◆ TRAVAIL À FAIRE ◆
- A) Pour chacune des affirmations (i), (ii) et (iii), indiquez si elle concorde avec la source, en répondant par oui ou par non et en citant textuellement les mots décisifs de la source.
(i) La Fête du Vesak est célébrée vers le milieu du 4e mois lunaire.
(ii) Le Sangha de la Pagode est dirigé par le Conseil d'Administration de l'Institut Bouddhique Truc Lâm.
(iii) Les vœux sont présentés au début de la 2568e année du calendrier bouddhique.
- B) Reprenez mot pour mot le passage de la source qui va de « A cette occasion, le » jusqu'à « du calendrier bouddhique. ».

Vénérables, Mesdames, Messieurs, chers amis du Dharma,
C'est toujours avec une grande joie que nous vous accueillons ici chaque année, vers le milieu du 4è mois lunaire, pour célébrer ensemble la Fête du Vesak, c'est-à-dire de l'anniversaire de la naissance du Bouddha Sākyamuni, le Sage de la lignée des Sākya.
A cette occasion, le Sangha de la Pagode, dirigé par le Vénérable Thich Tâm Huy, et le Conseil d'Administration de l'Institut Bouddhique Truc Lâm, vous présentent, ainsi qu'à votre famille, leurs voeux les plus chaleureux de Santé et de Bonheur, de Paix et de Sérénité, en ce début de la 2568è année du calendrier bouddhique.

◆ ENTRÉES LISTÉES ◆
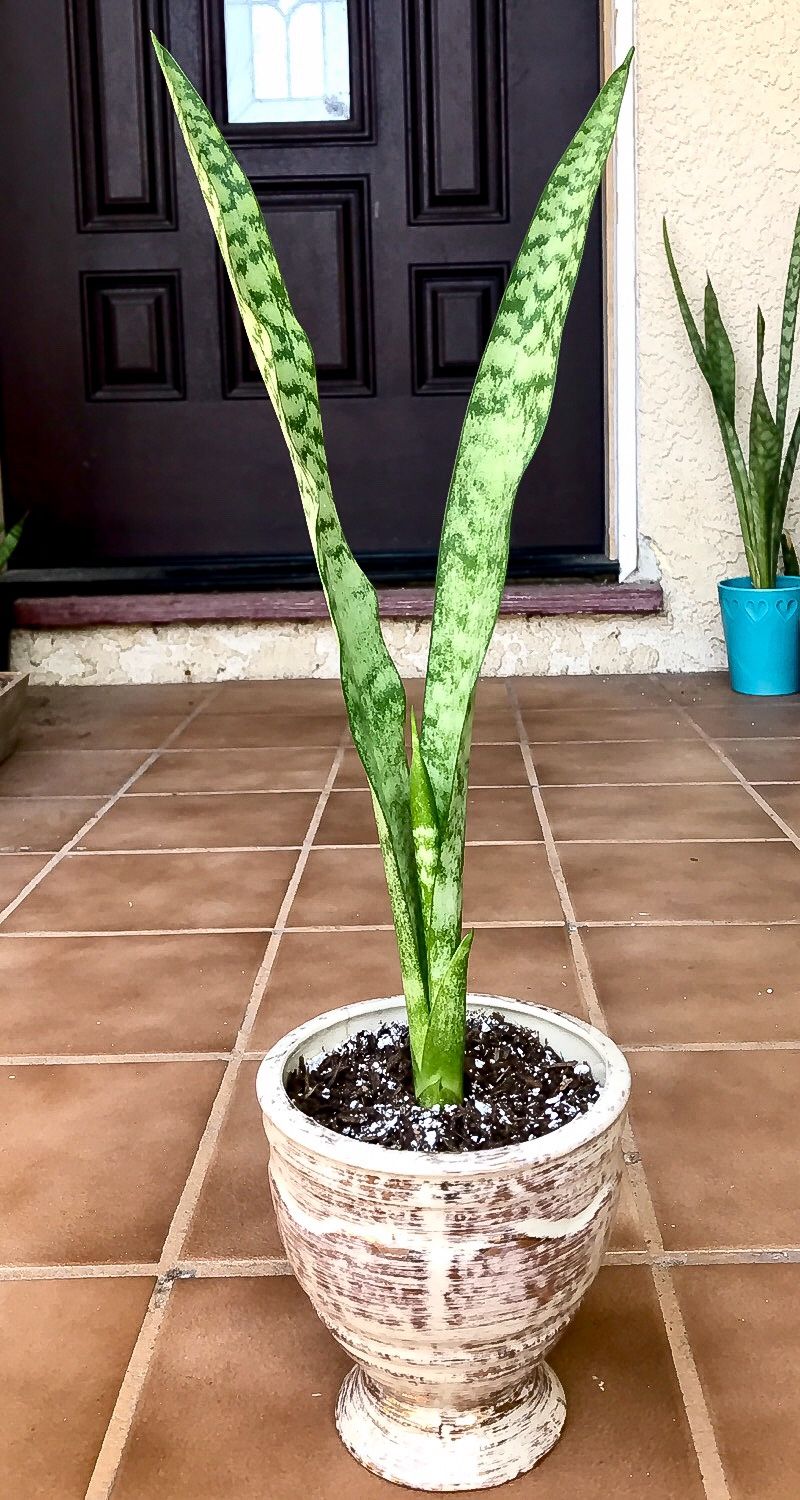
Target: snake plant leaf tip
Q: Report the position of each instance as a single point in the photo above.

==

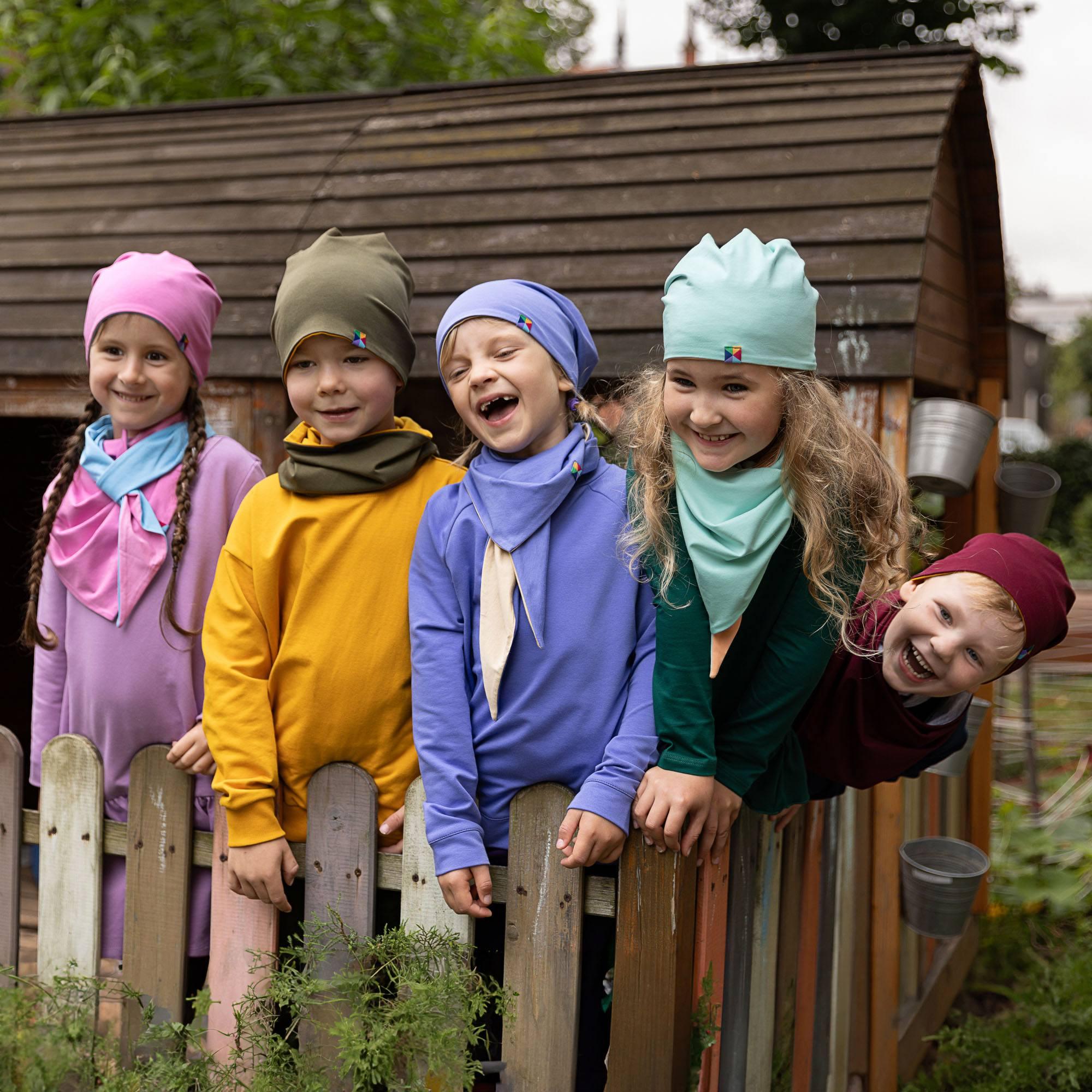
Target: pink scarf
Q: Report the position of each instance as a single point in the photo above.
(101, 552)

◆ SOLUTIONS PAR TÂCHE ◆
- A)
(i) Oui : « vers le milieu du 4è mois lunaire ».
(ii) Non : « le Sangha de la Pagode, dirigé par le Vénérable Thich Tâm Huy ».
(iii) Oui : « en ce début de la 2568è année du calendrier bouddhique ».

- B)
A cette occasion, le Sangha de la Pagode, dirigé par le Vénérable Thich Tâm Huy, et le Conseil d'Administration de l'Institut Bouddhique Truc Lâm, vous présentent, ainsi qu'à votre famille, leurs voeux les plus chaleureux de Santé et de Bonheur, de Paix et de Sérénité, en ce début de la 2568è année du calendrier bouddhique.